WHAT YOU ARE ASKED TO DO —
Reproduce every record exactly as it appears, but not the pictures.

◇ ◇ ◇ ◇

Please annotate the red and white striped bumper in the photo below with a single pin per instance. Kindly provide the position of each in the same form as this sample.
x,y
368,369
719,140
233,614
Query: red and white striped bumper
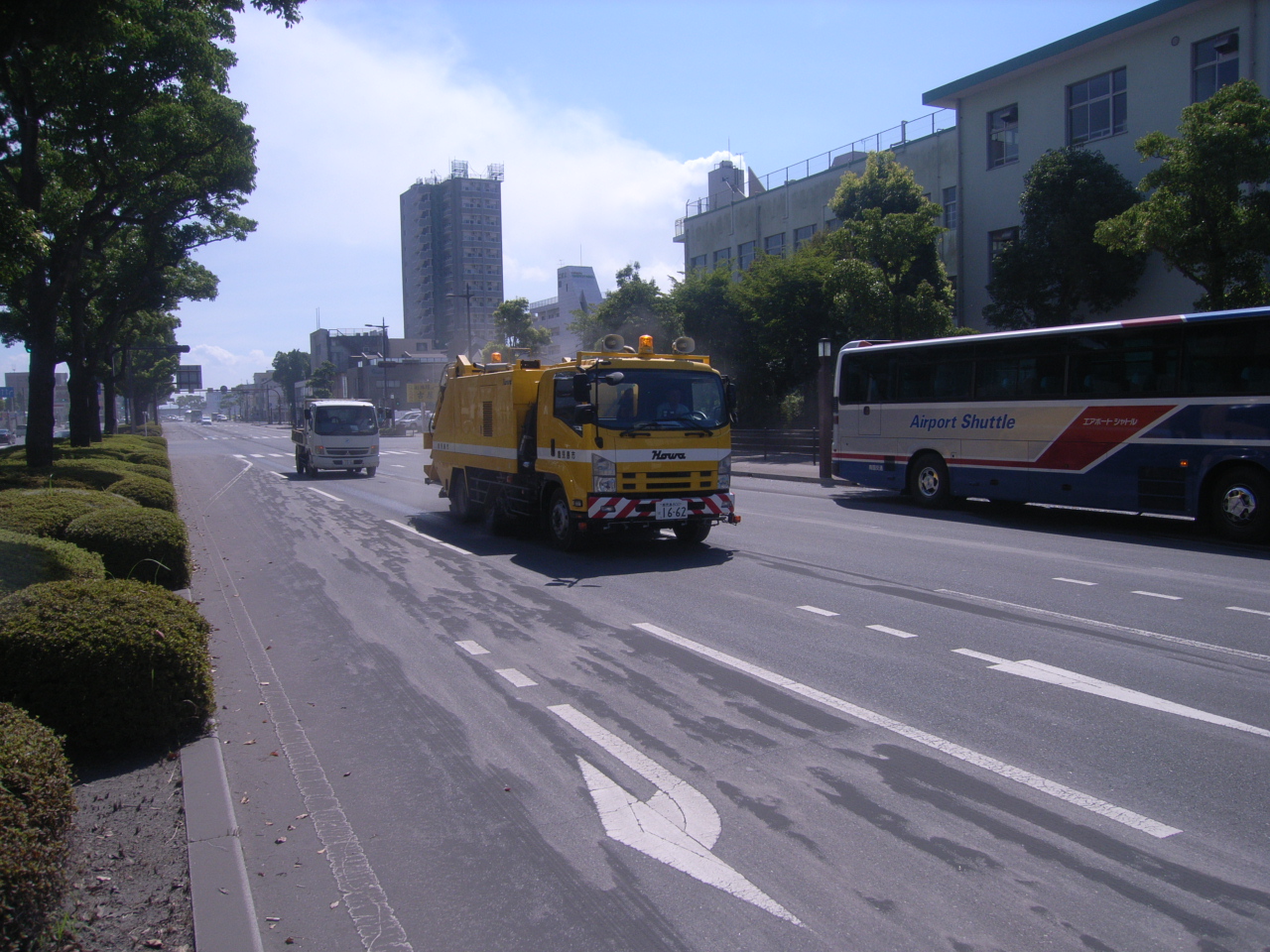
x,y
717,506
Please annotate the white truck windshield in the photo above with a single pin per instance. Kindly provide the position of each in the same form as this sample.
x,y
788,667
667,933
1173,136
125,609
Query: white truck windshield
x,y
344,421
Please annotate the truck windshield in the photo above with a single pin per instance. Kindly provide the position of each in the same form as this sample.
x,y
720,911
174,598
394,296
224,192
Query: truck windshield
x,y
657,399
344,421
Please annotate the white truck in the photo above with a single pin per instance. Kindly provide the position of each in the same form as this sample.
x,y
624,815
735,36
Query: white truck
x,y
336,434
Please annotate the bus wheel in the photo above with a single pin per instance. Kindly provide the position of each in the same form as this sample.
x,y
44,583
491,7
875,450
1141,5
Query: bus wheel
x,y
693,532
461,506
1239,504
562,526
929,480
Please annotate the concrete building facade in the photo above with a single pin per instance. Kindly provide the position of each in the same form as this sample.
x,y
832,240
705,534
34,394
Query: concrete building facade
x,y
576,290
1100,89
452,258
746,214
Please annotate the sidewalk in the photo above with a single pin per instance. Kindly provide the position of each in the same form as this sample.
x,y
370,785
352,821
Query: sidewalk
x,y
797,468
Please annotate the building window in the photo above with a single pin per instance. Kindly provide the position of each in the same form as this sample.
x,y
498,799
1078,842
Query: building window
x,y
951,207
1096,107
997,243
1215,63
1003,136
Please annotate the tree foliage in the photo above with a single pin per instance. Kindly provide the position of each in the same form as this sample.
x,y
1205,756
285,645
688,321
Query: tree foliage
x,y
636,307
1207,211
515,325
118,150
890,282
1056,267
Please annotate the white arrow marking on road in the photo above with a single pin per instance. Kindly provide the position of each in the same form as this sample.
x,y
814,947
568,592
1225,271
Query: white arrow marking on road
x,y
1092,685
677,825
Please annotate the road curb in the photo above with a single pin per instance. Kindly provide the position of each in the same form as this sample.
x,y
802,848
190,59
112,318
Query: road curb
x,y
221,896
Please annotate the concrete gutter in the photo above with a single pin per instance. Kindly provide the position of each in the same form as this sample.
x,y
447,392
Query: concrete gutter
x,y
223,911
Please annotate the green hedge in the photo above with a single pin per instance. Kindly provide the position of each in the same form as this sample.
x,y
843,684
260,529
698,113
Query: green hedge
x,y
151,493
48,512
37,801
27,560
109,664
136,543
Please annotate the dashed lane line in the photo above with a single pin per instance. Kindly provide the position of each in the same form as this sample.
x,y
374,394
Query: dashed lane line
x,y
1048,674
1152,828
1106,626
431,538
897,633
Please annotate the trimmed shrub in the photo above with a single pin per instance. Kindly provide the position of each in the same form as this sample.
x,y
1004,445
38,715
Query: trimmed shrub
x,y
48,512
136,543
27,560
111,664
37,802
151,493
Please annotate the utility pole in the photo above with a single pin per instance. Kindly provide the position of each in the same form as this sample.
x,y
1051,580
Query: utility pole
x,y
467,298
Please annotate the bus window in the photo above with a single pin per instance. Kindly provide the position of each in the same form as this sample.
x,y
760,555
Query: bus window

◇ ◇ ◇ ◇

REPLY —
Please annotate the red and white striped bumper in the photo below with a single pin per instance. Kindly provide the position of each in the same form as this sample.
x,y
368,369
719,140
233,614
Query: red and white striped bumper
x,y
717,506
Please annotate the white truck windshield in the photo above with a single pin per instance. Kindly provide the position of each in the same form as this sample.
x,y
788,667
667,933
1173,136
125,609
Query: white truck windshield
x,y
344,421
Please annotate the truck windshield in the photo above with a single pin per instance. Kindly provide the position of each in the same form as this sample.
x,y
720,911
174,598
394,296
224,192
Query: truck windshield
x,y
657,399
344,421
Please annotate the white truck in the photo above with a single pin per instance. Kindly provide the position of each in the same form as this sample.
x,y
624,815
735,36
Query: white truck
x,y
336,434
Please annotate the bus wheel in the photo above with a single pin per instance. Kindly provide the position of each in the same form as this sample.
x,y
44,583
491,7
875,450
1141,5
Query: bus wheel
x,y
693,532
461,506
1239,504
562,526
929,480
Please annotate the concrete building facade in the photo above with a single pin per instance. Kindly provide the position of each in the same form as this sample.
x,y
832,240
705,534
34,394
Query: concrete building facade
x,y
576,290
1100,89
452,258
746,214
Please annotate the sidewalk in the photo above with a single pin per instance. Kindly provide the position of each in the same form as this sample.
x,y
370,785
352,821
Query: sidewalk
x,y
797,468
Please annotate the building window in the photo above with a single pin per instance. Kindly provide the position of each in the same form as this sample.
x,y
498,799
1078,842
Query: building window
x,y
951,207
1096,107
997,243
1215,63
1003,136
Please annotate the tree foliage in the photo above with a single pin per instance. Kindly provide the position of each in the same form as this sample.
x,y
1205,756
285,645
688,321
Query: tree foliage
x,y
636,307
1207,211
515,325
118,150
890,282
1056,267
Please annotate the white arrow marking on road in the photo above with a single pin per instance. Kindly provide the position of each in the same form as this sample.
x,y
814,947
568,592
1225,271
Query: white arrow marking on road
x,y
1092,685
677,825
Please annotate the road curb in the photo above with a single pin per instance. Kindly provide the position of each in the same form as this sample.
x,y
802,848
190,59
112,318
Query: road curb
x,y
221,896
Please annotate the concrete gutter in the photo above with a single pin per instance. Kindly provide the position of each in the same form as this sample.
x,y
447,392
Query: concrete gutter
x,y
223,911
Please annotate the green hedge in the photo above with a single pin per instance. Kindly provide the position of each in the same form as this sample.
x,y
843,684
260,529
698,113
Query: green hedge
x,y
151,493
48,512
37,801
27,560
109,664
136,543
Please annotate the dashed lane line in the photo above with a single pin per instance. Kindly provide the position of each in the same form as this sample.
x,y
374,394
Query: dashed lane line
x,y
1048,674
1152,828
1106,626
431,538
897,633
Please annotate the trimmed shrub in the photo above with a single pin per instance. Kindly provide the position of each in the same form as this sample.
x,y
1004,445
38,715
Query: trimmed shrub
x,y
48,512
136,543
27,560
111,664
37,802
151,493
Please annotate the utility pole in the photo above with a single pin per instance. Kindly provide the position of each in the same form as this sample.
x,y
1051,580
Query: utility pole
x,y
467,298
Please annotate the bus window in the photo above with a single pin per instance. Kindly provide the position of each in the same form as this sample.
x,y
760,555
Query: bus window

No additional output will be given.